***** DOCUMENT PASSAGE *****
One-year limit doesn’t apply to woman suing over stillbirth, court rules

Lawsuits

SAN FRANCISCO (Legal Newsline) - A hospital that argued a woman was a day late in suing over the death of her fetus lost on appeal, as a California court ruled a judge or jury might decide she didn’t suspect medical malpractice until later.

Charlotte Kernan sued the University of California after she delivered a stillborn baby at Zuckerberg San Francisco General Hospital on Nov. 7, 2016. Doctors had performed an External Cephalic Version (ECV) procedure on the 39-week-old fetus on Nov. 4 to rotate it away from a breech birth position. The procedure appeared to be successful, but after she was discharged from the hospital Kernan noticed there was no fetal movement and the following day an ultrasound revealed the baby was dead.

Kernan delivered the stillborn child after 30 hours of labor on Nov. 7. On Nov. 6, 2017 she served notice of her plans to sue for malpractice. The hospital moved to dismiss, citing California’s statute of limitations, which starts to run when a patient knows or should have known an injury had occurred. The hospital argued Kernan suspected wrongdoing on Nov. 5, because she asked doctors why the fetus died and whether she could get an autopsy.

A trial court agreed and dismissed the case. But California’s First Appellate District, Division Four, reversed in a decision published Sept. 20. The law requires defendants to prove the plaintiff had a subjective belief wrongdoing occurred, and that a reasonable observer would agree, the appeals court ruled. In this case, a finder of fact could disagree with the hospital over when Kernan first suspected malpractice, the court said.
*****
▶ **WORK INSTRUCTION 1**: Reproduce the portion of the stillbirth lawsuit article that begins at the words "Kernan delivered the" and stops after "the court said.".
▶ **WORK INSTRUCTION 2**: Do these statements agree with the stillbirth lawsuit article? Answer yes or no for each, quoting the deciding words. (a) The ECV procedure was performed on Nov. 4. (b) Kernan delivered the stillborn child after 20 hours of labor. (c) The trial court ruled in Kernan's favor.
Nothing in the listing is needed.
***** SUPPLIED MATERIAL *****
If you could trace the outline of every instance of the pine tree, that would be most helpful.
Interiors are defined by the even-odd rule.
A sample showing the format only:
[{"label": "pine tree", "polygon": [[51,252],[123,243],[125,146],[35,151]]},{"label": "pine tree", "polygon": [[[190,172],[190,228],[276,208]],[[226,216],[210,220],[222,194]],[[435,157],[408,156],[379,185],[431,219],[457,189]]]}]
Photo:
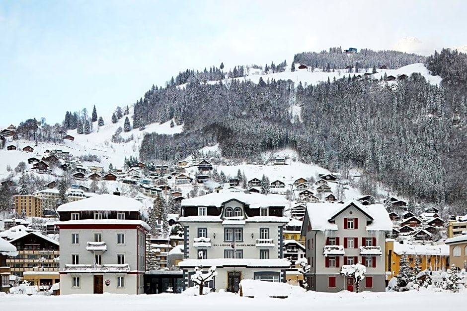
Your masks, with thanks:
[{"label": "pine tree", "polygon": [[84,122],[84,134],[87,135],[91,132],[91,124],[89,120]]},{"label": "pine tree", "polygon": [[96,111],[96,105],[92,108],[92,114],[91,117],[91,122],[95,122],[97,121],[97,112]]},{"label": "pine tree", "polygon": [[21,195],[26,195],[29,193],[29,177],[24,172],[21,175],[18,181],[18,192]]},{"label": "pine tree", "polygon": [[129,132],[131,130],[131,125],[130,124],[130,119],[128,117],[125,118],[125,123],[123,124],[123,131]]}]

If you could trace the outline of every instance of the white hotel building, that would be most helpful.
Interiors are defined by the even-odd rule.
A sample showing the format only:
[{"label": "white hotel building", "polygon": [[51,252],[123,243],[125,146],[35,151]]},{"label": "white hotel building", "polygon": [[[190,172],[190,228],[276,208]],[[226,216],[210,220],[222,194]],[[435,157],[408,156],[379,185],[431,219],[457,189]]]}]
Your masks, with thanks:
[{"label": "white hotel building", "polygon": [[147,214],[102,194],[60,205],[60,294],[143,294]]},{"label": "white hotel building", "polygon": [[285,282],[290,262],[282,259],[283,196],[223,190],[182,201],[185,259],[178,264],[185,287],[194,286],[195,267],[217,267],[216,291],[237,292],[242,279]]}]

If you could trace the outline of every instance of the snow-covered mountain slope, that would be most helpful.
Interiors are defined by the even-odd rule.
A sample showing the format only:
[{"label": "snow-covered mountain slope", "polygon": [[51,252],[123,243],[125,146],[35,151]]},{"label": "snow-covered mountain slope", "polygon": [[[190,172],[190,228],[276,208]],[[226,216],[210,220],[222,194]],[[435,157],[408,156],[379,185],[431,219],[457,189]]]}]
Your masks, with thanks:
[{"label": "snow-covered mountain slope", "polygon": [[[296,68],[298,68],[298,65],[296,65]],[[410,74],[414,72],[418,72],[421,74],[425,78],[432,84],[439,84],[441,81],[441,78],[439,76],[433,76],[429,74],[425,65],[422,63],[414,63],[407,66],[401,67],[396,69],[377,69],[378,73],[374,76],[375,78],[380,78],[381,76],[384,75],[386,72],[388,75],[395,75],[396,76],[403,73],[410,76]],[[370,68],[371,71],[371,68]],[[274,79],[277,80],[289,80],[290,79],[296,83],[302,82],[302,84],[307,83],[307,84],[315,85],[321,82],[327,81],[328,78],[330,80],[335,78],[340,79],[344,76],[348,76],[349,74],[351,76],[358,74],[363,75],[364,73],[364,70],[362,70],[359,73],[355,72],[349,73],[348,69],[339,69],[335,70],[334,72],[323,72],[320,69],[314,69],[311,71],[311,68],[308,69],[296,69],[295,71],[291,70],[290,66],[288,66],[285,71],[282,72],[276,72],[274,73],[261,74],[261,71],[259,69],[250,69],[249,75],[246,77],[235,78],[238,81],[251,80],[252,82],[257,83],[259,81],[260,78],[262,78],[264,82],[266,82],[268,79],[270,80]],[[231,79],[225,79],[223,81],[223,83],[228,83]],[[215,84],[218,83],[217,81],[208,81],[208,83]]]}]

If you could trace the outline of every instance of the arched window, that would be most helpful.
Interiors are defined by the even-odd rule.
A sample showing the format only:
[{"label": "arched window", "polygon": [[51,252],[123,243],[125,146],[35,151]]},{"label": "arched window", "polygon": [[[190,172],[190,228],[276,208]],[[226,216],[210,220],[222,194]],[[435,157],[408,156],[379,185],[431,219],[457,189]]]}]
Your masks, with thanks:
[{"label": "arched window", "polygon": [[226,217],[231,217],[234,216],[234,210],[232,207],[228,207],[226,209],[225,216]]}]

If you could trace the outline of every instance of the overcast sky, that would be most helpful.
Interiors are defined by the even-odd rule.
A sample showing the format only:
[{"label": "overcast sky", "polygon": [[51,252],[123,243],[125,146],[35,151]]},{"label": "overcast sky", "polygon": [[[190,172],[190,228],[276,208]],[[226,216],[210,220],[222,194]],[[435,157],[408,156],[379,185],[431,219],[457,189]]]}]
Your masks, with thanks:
*****
▶ **TASK SOLUTION 1**:
Kernan delivered the stillborn child after 30 hours of labor on Nov. 7. On Nov. 6, 2017 she served notice of her plans to sue for malpractice. The hospital moved to dismiss, citing California’s statute of limitations, which starts to run when a patient knows or should have known an injury had occurred. The hospital argued Kernan suspected wrongdoing on Nov. 5, because she asked doctors why the fetus died and whether she could get an autopsy.

A trial court agreed and dismissed the case. But California’s First Appellate District, Division Four, reversed in a decision published Sept. 20. The law requires defendants to prove the plaintiff had a subjective belief wrongdoing occurred, and that a reasonable observer would agree, the appeals court ruled. In this case, a finder of fact could disagree with the hospital over when Kernan first suspected malpractice, the court said.

▶ **TASK SOLUTION 2**:
(a) Yes: "Doctors had performed an External Cephalic Version (ECV) procedure on the 39-week-old fetus on Nov. 4"
(b) No: "Kernan delivered the stillborn child after 30 hours of labor on Nov. 7."
(c) No: "A trial court agreed and dismissed the case."